-- START RECORDS PROVIDED --

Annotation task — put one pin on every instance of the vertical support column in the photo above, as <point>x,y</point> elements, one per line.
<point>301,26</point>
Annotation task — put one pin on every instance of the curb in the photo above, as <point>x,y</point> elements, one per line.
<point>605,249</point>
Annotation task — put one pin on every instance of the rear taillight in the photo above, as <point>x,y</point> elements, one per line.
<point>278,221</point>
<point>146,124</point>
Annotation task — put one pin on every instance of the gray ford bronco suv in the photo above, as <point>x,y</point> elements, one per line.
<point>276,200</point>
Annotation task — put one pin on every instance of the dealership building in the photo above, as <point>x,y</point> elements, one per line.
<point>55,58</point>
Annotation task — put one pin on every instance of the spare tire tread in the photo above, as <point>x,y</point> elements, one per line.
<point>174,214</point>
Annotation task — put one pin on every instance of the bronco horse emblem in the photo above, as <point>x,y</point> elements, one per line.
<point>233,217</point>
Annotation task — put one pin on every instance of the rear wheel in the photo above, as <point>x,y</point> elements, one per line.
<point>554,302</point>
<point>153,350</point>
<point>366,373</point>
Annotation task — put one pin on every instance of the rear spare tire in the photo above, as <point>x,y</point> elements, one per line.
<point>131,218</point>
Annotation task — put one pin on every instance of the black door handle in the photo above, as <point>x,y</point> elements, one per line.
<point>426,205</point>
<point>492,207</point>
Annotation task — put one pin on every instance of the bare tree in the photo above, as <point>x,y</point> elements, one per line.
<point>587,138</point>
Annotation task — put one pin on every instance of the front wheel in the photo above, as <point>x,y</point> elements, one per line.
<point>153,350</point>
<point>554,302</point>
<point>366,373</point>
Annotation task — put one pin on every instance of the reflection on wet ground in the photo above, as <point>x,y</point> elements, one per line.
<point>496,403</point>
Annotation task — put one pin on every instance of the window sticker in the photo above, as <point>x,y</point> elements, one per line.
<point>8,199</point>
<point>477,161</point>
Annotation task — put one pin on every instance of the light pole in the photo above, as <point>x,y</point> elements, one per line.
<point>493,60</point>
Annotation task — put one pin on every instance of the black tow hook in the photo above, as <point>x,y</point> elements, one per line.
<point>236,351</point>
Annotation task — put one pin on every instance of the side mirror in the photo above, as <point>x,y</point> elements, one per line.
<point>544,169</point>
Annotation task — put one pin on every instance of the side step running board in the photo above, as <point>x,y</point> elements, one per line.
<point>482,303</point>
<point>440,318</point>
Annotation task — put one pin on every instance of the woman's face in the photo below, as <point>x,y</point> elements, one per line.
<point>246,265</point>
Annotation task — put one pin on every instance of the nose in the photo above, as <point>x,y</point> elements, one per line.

-- END RECORDS PROVIDED --

§ WHAT YOU ARE ASKED TO DO:
Turn all of the rows above into a numbered list, leaving out any blank lines.

§ RESULT:
1. Annotation task — put one pin on every instance of the vertical support column in the photo above, as <point>x,y</point> elements, one per line.
2. <point>301,26</point>
3. Annotation task — put one pin on every instance of the curb in the photo above, as <point>x,y</point> elements, one per line.
4. <point>605,249</point>
5. Annotation task — put one pin on every instance of the rear taillight in the photo above, as <point>x,y</point> elements, one per line.
6. <point>278,221</point>
7. <point>146,124</point>
8. Annotation task — put one pin on every instance of the gray ford bronco suv in the photo above, as <point>x,y</point> elements, one per line.
9. <point>276,200</point>
10. Annotation task — put one pin on every instance of the dealership building in the photo above, as <point>x,y</point> elements, one per line.
11. <point>55,58</point>
12. Annotation task — put one pin on every instance of the spare tire tread in the photo above, as <point>x,y</point> elements, one per line.
13. <point>174,214</point>
14. Annotation task — put one pin on every instance of the bronco horse emblem in the photo above, as <point>x,y</point> elements, one per line.
15. <point>233,217</point>
16. Annotation task — put one pin on every instance of the rear wheel in the photo above, as <point>x,y</point> elements, one per line.
17. <point>554,302</point>
18. <point>153,350</point>
19. <point>366,373</point>
20. Annotation task — put one pin on every instance of the rear spare tire in the photo above, as <point>x,y</point> elements, one per line.
21. <point>131,218</point>
22. Annotation task — put one pin on every instance of the black door handle in the photo above, as <point>x,y</point> elements, one per line.
23. <point>426,205</point>
24. <point>492,207</point>
25. Annotation task — put one pin on every instance of the bare tree in the photo above, as <point>x,y</point> elements, one per line.
26. <point>587,138</point>
27. Annotation task — put one pin on every instance of the front wheel in the photo above, as <point>x,y</point> elements, one per line.
28. <point>153,350</point>
29. <point>554,302</point>
30. <point>366,373</point>
31. Annotation task — put one pin on every instance of the reflection on wet ground in the photo above, as <point>x,y</point> elements, one per line.
32. <point>496,403</point>
33. Annotation task — put one pin on every instance of the window sticker in the photo above, as <point>x,y</point> elements, one per line.
34. <point>8,199</point>
35. <point>477,161</point>
36. Annotation task — put one pin on every instance of the light pole in the photo above, as <point>x,y</point> elements, one per line.
37. <point>493,60</point>
38. Annotation task — put one pin on every instance of the black tow hook in the photo above, as <point>x,y</point> elements, one per line.
39. <point>236,351</point>
40. Annotation task — put one pin on every instance of the side mirror in the photo above, as <point>x,y</point> elements, one per line.
41. <point>544,169</point>
42. Annotation task — put one pin on every instance of the side step running board in the photo above, as <point>x,y</point> elements, one per line.
43. <point>482,303</point>
44. <point>440,318</point>
45. Annotation task — put one pin on every instance of the woman's face in the photo below, as <point>x,y</point> elements, one per line.
46. <point>246,265</point>
47. Annotation task — put one pin on every instance of the nose in the photo above, as <point>x,y</point> elements, one per line.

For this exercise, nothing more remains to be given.